Измените фрагмент текста о Твери и Новгороде от «Тверь, как видим, при» до «хотя бы Москвы.»: замените «Ярослав» на «тверской князь» и приведите фрагмент целиком.

▸ Страница:

++++++++++++++++++++

Тверь, как видим, при первом же случае покусилась стать не только узловым руководящим центром восточнорусской торговли, но и монополистом западной, и Ярослав, одновременно с ударами по новгородскому «немецкому двору», начал было «выводить» (тоже подобно позднейшим московским государям Ивану III и Ивану IV) иностранных резидентов из Новгорода в Тверь (что вызвало протесты в Риге и было пресечено тоже «царевой грамотой»). Новгородско-тверские договорные грамоты XIII-XIV вв. и являются памятниками борьбы с этой опасностью экономического (и затем уже политического) удушения новгородской буржуазии тверским соседом - борьбы, повелительно требовавшей создания противовеса Тверскому великому княжеству в его тылу, в лице пусть хотя бы Москвы.
В следующий раз Новгород и не повторил, как мы видели, опыта с приглашением к себе тверского князя, когда возникла великокняжеская кандидатура Михаила Ярославича (1304 г.), и дал отпор тверской попытке водворить в Новгороде тверских наместников до решения судеб великокняжеского Владимирского стола в Орде. А вынужденный (после длительных переговоров и подробнейшей регламентации условий) подчиниться ее решению в пользу Михаила (в 1307 г.) и испытав раз (в 1312 г.) всю прелесть закрытия хлебного подвоза с «Низа» по тверскому рубежу, - Новгород, совместно с Юрием Московским, при первой же возможности вступил с Михаилом в борьбу и, не останавливаясь перед неудачами и поражениями, довел ее до низвержения Михаила с новгородского, а затем и владимирского столов. На десятилетие этой борьбы с переменным успехом (1307-1317 гг.) падает семь новгородско-тверских договоров.

++++++++++++++++++++

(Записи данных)
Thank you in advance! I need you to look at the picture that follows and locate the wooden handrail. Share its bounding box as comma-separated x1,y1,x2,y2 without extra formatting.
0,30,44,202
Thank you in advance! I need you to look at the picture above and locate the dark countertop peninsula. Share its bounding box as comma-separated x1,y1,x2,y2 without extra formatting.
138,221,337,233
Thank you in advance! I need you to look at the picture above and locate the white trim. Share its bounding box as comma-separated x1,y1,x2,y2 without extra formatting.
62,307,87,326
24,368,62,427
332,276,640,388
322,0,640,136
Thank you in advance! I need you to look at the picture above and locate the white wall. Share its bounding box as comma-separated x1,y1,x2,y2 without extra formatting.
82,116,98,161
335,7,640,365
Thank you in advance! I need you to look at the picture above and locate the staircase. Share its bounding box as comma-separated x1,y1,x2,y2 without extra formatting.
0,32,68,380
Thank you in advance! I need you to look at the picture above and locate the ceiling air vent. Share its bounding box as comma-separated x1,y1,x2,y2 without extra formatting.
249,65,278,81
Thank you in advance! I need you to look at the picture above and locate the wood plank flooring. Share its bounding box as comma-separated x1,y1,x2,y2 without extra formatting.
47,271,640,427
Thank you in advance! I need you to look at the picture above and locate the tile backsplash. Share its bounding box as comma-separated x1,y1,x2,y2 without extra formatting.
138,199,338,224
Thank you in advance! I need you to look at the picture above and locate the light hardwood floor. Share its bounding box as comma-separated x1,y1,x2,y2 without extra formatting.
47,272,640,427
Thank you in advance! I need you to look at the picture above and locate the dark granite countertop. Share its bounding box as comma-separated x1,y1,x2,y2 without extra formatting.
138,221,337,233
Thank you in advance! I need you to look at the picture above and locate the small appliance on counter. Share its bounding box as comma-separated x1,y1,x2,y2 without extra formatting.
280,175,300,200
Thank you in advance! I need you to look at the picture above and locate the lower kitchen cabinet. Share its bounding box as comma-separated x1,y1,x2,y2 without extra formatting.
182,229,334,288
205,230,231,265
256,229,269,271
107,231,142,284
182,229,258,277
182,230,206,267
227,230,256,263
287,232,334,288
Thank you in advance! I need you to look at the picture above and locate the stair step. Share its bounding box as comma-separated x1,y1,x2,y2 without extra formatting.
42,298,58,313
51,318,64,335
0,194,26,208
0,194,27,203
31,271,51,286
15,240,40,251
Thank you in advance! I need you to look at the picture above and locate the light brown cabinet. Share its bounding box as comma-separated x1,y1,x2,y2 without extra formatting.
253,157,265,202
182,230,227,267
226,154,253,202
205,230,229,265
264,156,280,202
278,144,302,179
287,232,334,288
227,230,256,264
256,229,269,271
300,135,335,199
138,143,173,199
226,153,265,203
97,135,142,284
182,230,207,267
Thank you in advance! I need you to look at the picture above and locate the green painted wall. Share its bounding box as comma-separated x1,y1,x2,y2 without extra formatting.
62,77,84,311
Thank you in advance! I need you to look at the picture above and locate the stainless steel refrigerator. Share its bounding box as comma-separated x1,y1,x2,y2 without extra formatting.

++++++++++++++++++++

▸ Полный ответ:
Тверь, как видим, при первом же случае покусилась стать не только узловым руководящим центром восточнорусской торговли, но и монополистом западной, и тверской князь, одновременно с ударами по новгородскому «немецкому двору», начал было «выводить» (тоже подобно позднейшим московским государям Ивану III и Ивану IV) иностранных резидентов из Новгорода в Тверь (что вызвало протесты в Риге и было пресечено тоже «царевой грамотой»). Новгородско-тверские договорные грамоты XIII-XIV вв. и являются памятниками борьбы с этой опасностью экономического (и затем уже политического) удушения новгородской буржуазии тверским соседом - борьбы, повелительно требовавшей создания противовеса Тверскому великому княжеству в его тылу, в лице пусть хотя бы Москвы.